## Extract provided
Making the decision to have a child – it’s momentous. It is to decide forever to have your heart go walking around outside your body. ~ Elizabeth Stone

Sunday, July 29, 2012

Nothing Like Home

We have been home for four days now and it has been so nice. You take for granted simple things like having your whole family together, sleeping in the same house and eating at the same table. Both Dion and I are incredibly tired. Elijah is not sleeping or eating well. For some reason he will only drink 1-2oz bottles. We also had to change bottles to get him to eat even this amount. This means that we need to feed him every two hours in order to meet his daily goal. This also means that he gets up several times a night to eat. However, I'm totally okay with the fact that he gets up. This means that he is actually feeling hungry and wanting to eat. I'm just so grateful to be home with him that I don't mind getting no sleep.

Noah is excited to have his little brother home and he even shares his blankie with Elijah. For those of you who know Noah, this is MAJOR. He loves his blankie.

## Available data
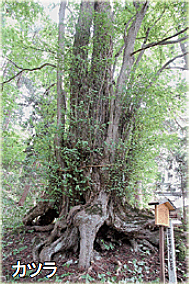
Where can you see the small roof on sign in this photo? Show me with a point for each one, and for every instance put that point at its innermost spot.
(165, 201)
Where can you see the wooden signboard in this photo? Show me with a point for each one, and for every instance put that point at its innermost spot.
(162, 215)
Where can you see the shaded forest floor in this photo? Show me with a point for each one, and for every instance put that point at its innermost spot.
(113, 261)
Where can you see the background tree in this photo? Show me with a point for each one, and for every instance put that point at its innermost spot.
(114, 89)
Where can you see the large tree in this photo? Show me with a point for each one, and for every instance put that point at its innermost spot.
(114, 91)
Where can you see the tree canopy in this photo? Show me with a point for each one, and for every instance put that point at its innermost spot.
(89, 103)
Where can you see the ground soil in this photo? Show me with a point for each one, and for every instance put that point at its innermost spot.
(115, 261)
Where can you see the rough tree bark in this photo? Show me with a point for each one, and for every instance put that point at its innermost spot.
(95, 131)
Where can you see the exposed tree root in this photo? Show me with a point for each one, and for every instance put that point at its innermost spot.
(80, 226)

## What is expected
Can you continue the blog post about Elijah's first days home, starting after its final sentence? The entries have no role in this work.

## Task result
 I go back to work again tomorrow. It is so hard for me to relinquish Elijah's daily care to someone else. I am such a micro manager with him, it may actually do me some good to let some of it go. I am lucky that Dion will be taking care of him for the next two weeks and I can rest easy that Elijah will be in good hands. I am hopeful that our family can get back into our routine and and start to live life again. When your child is in the hospital for as long as Elijah has been, time stands still. It's as if someone hit the pause button on life. I am excited that we may actually get to hit the play button again.